Herausforderung 1: Zähle die Zeilen der Datensätze, in denen die Zeichenfolge „locate“ vorkommt, und nenne nur die Zahl.
Herausforderung 2: Schreib den Bericht über Thomas Römbkes Fotos aus der Ostukraine im Anschluss an seinen letzten Satz weiter.

Seite:
Von einem, der mit der Kamera in die Ukraine zog

„Krieg ist doof, er hat immer den Tod im Gepäck.“ Thomas Römbke hat in der Ost-Ukraine Menschen und ihr Überleben fotografiert – das, „was übrig bleibt“. Foto: sura

Oberursel (aks). Seine siebentägige Reise in die Ostukraine sei nicht zur Nachahmung empfohlen, so beginnt Thomas Römbke, Fotograf aus Leverkusen, das Interview. Er habe viel „Schlimmes“ gesehen, aber längst nicht alles fotografiert, das gebiete der Anstand. Die Fotos, die er im Kulturcafé Windrose ausstellt, machen sprachlos.

Die ersten Fotos: Eine komplett zerstörte Siedlung von Hochhäusern, niemand wohnt mehr hier. Römbke erklärt, dass es sich hier nicht „um ein paar zerschossene Häuser handelt, sondern um eine Distanz von 80 Kilometer, die vom russischen Aggressor planiert, das heißt: so lange aus der Luft beschossen wurde, bis kein Stein mehr auf dem anderen ist. Die schlichten Holzkreuze von Izum, wo 450 Ukrainer, auch Frauen und Kinder, im dortigen „Polizeigefängnis“ ermordet und anschließend im Wald verscharrt wurden, zeugen vom Tod, die russischen Grausamkeiten, die dazu führten, erspart er den Gästen im Kulturcafé.

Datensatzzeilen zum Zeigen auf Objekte
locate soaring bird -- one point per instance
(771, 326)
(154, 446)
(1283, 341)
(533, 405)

--

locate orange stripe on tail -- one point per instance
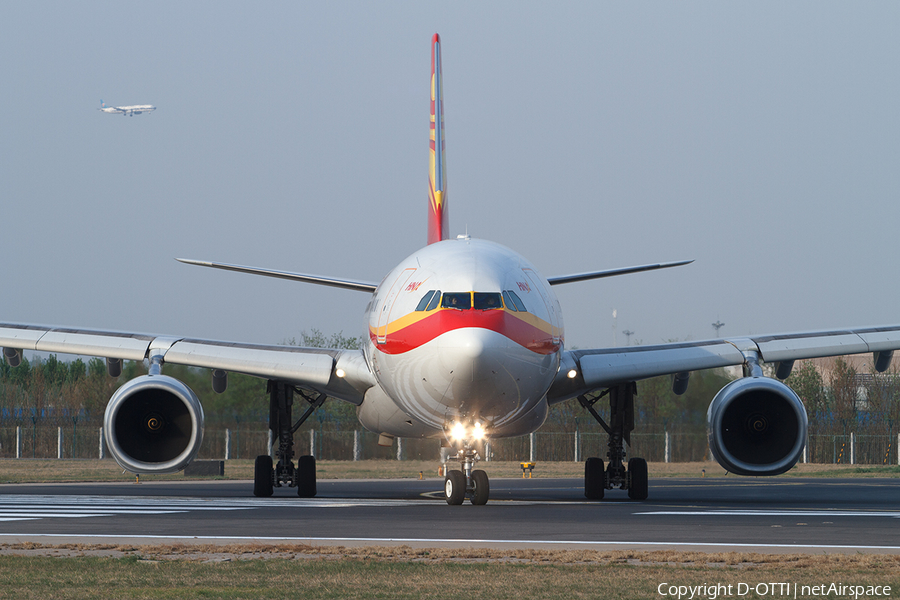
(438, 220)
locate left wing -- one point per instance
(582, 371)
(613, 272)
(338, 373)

Ergebnis der Aufgabe 1: 3

Ergebnis der Aufgabe 2:
Und doch leben dort Menschen. Thomas Römbke hält ihre Porträts auf den Schwarz-Weiß-Fotografien fest. Den Zuschauer berühren die Schicksale von Menschen wie Vasily und Arthur, die in dieser fast menschenleeren Kriegswüste versuchen, zu überleben. Der Armenier Arthur hatte sich in der Ukraine ein neues Zuhause aufgebaut. Jetzt ist sein Lebenswerk zerstört. Mit 72 Jahren sei er zu alt, er habe keine Kraft mehr, zu fliehen. Vasily besaß einst eine beeindruckende Sammlung von Schallplatten der „Beatles“, jetzt hat er nichts mehr. Thomas Römpke will helfen: „Ich möchte, dass die Leute was zu essen haben und Wasser“. Und für den „Beatles“-Fan hat er ein besonderes Geschenk: eine „Beatles“-Sammlung aus Deutschland mit einem Notstromaggregat, damit er die Musik auch hören kann.

Der Fotograf möchte auch helfen, indem er seine Fotos in der Öffentlichkeit ausstellt: „Leute, guckt mal hin, so ist das wirklich.“ Eindrücklich sind seine Fotos eines fast zerstörten Krankenhauses, die Kantine ist komplett steril ohne ein einziges Lebensmittel. Der Hunger werde mit dem gestillt, was gerade an Konserven verfügbar ist und was in den Gärten wächst – oder auch nicht. Der russische Beschuss auf Hilfstransporte und Krankenhäuser, obwohl gegen das Völkerrecht, verschärfe den Überlebenskampf. Dabei gebe es so viel mehr Unrecht und Leid, von dem berichtet werden müsste: So werde die aufopfernde Arbeit der Feldärzte nirgends gezeigt. Römpke betont, dass seine Arbeit nicht politisch motiviert sei, sondern der Menschlichkeit verpflichtet.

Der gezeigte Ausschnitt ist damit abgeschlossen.